All of the material below is to be repeated exactly.

Raw records:
····················

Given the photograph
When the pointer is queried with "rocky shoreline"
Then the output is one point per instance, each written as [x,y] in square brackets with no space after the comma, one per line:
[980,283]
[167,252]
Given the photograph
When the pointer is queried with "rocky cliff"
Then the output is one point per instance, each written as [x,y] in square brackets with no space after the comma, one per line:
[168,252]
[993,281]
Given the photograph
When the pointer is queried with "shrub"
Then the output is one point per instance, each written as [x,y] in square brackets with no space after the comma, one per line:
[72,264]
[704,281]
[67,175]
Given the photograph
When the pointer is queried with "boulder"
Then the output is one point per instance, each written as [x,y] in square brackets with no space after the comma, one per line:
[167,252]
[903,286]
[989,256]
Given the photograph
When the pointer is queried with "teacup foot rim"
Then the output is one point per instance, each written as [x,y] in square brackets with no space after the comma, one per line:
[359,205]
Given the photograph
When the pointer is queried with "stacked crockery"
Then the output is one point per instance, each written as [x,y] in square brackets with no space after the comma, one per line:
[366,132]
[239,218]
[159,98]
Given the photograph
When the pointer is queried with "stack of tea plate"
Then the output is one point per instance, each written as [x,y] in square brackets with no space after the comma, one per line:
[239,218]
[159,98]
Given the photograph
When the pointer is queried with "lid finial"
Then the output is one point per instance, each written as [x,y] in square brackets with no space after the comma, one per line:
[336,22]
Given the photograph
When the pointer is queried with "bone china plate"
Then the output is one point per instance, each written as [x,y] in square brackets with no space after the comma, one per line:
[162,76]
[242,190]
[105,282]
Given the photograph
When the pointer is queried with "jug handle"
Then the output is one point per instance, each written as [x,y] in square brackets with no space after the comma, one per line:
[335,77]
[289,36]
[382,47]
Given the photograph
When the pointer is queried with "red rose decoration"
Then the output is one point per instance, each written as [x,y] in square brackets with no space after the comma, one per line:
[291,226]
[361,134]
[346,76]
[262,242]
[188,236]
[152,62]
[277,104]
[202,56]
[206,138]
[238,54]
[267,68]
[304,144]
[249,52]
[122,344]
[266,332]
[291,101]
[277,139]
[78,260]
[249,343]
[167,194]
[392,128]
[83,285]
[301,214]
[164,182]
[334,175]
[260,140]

····················

Solution for this task:
Given the photograph
When the pointer is queried with "rocky shoreline"
Then the output is one point per instance, each written as [x,y] in square brackets with no space after the comma, one per line:
[980,283]
[167,252]
Given the photograph
When the pointer is queried with "rocky cliff"
Then the output is one point per instance, each written as [x,y] in square brackets with no space after the comma, one per line:
[168,252]
[993,281]
Given the photograph
When the pointer is queried with "shrub"
Then the output is one point per instance, each written as [x,y] in square brackets with no space after the comma, one per line:
[72,264]
[704,281]
[67,175]
Given the photograph
When the pointer is queried with "boulder"
Then the output is one point per instance, each written as [x,y] in square brackets with no space after the comma, one per line:
[167,252]
[903,286]
[989,256]
Given the photograph
When the pointer is queried with "teacup foot rim"
Then the output is one point per instance, each written as [x,y] in square brackets with no space after the comma, one per line:
[359,205]
Given the photograph
When the pointer is queried with "stacked crockery"
Then the output is one point per instance, each written as [x,y] in square brackets with no space after the comma, one per line:
[366,132]
[239,218]
[159,98]
Given the photograph
When the pointer is queried with "stack of tea plate"
Then the output is one point per instance, each written as [x,y] in square brackets with no space after the comma, one per line:
[239,218]
[159,98]
Given the photograph
When the pointer is queried with "lid finial"
Then the output is one point per instance, each written as [x,y] in square brackets with no space after the comma, one per line:
[336,22]
Given the photograph
When the pointer is queried with "bone china plate"
Then the output is one point per instance, each written as [x,y] in square brackets with no space after the comma, one per line:
[162,76]
[242,190]
[105,282]
Given the photograph
When the pointer is queried with "jug handle"
Then the output is one point per instance, each written as [x,y] in square brackets with no space after the comma, one per line:
[335,77]
[289,36]
[382,47]
Given the photograph
When the pointer is queried with "red rose decoration"
Then the output is one point per instance, each written as [x,y] in square brackets with no space after the comma, one per line:
[291,226]
[361,134]
[346,76]
[262,242]
[188,236]
[152,62]
[277,104]
[202,56]
[206,138]
[238,54]
[267,68]
[304,144]
[249,52]
[122,344]
[266,332]
[291,101]
[277,139]
[78,260]
[249,343]
[167,194]
[392,128]
[83,285]
[301,214]
[164,182]
[334,175]
[260,140]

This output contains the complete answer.